• [Document excerpt]:
7 Bizarre Things About the Army Nobody Tells You
Get ready for something bizarre
The Army is a fascinating experience. But now and then things get very bizarre--the only thing to do is shake your head and laugh.
These are the times when everything is a Catch-22. Things grind to a halt as you figure out just what's going on. While everyone is shrugging their shoulders there's not much to do but take a step back, scratch your head and go for another facepalm.
It's not simply about "good" or "bad." If you want the good, ask any recruiter. If you want the bad, ask any soldier. Everything else? Keep reading.
This article will look at the Army because that's the only branch I served in. Also, I will refer to the soldier as "he." This is to simplify my sentences. Don't forget that women have proudly served our country since its founding.
7. You will never be president
Quick: What do John McCain, John Kerry, Al Gore, Bob Dole and George HW Bush all have in common? If you said that they're all members of the Illuminati then you're reading the wrong article. You can still hang out here but only if you take off your tin foil hat and promise not to post any comments below. For everyone else, if you need a hint look at the subtitle: they are all combat veterans and they were also defeated by a civilian when running for president.
George W Bush's situation is especially unique. There has been controversy surrounding his National Guard service from the very beginning. Despite this, he defeated Al Gore in 2000 and John Kerry in 2004--both of whom served in Vietnam. It's as if America met Bill Clinton and has been trying to tell our veterans something ever since.

• [Task 1]:
Answer these from the Army article:
(a) Which branch of service is the only one the writer served in?
(b) Whom does the writer suggest asking if you want the good?
(c) Which two opponents did George W Bush defeat, and in which years?
• [Task 2]: Copy the part of the Army article that opens with the words containing "7 Bizarre Things" and closes with "head and laugh.".
• [Task 3]: List every person whom the Army article names as a combat veteran defeated by a civilian in a run for president.
You won't need the entries for any of this work.

(Stored data entries)
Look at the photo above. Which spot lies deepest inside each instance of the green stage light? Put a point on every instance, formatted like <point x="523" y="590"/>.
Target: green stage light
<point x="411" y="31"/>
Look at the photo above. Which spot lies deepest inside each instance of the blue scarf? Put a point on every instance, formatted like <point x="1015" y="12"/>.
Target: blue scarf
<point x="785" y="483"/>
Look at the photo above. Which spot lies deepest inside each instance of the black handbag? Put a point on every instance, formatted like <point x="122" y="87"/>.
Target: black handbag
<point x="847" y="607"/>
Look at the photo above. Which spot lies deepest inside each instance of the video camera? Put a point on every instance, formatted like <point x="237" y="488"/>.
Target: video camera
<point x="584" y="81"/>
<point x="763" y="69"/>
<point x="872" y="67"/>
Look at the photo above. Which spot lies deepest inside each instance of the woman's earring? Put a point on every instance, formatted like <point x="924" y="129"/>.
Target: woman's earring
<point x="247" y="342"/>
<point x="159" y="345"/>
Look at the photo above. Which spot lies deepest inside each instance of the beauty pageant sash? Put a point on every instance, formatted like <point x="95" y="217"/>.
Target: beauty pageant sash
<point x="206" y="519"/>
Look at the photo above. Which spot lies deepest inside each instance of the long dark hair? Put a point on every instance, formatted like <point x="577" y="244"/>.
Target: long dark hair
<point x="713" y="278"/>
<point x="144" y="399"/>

• [Reply 1]:
(a) The Army.
(b) Any recruiter.
(c) Al Gore in 2000 and John Kerry in 2004.

• [Reply 2]:
7 Bizarre Things About the Army Nobody Tells You
Get ready for something bizarre
The Army is a fascinating experience. But now and then things get very bizarre--the only thing to do is shake your head and laugh.

• [Reply 3]:
John McCain
John Kerry
Al Gore
Bob Dole
George HW Bush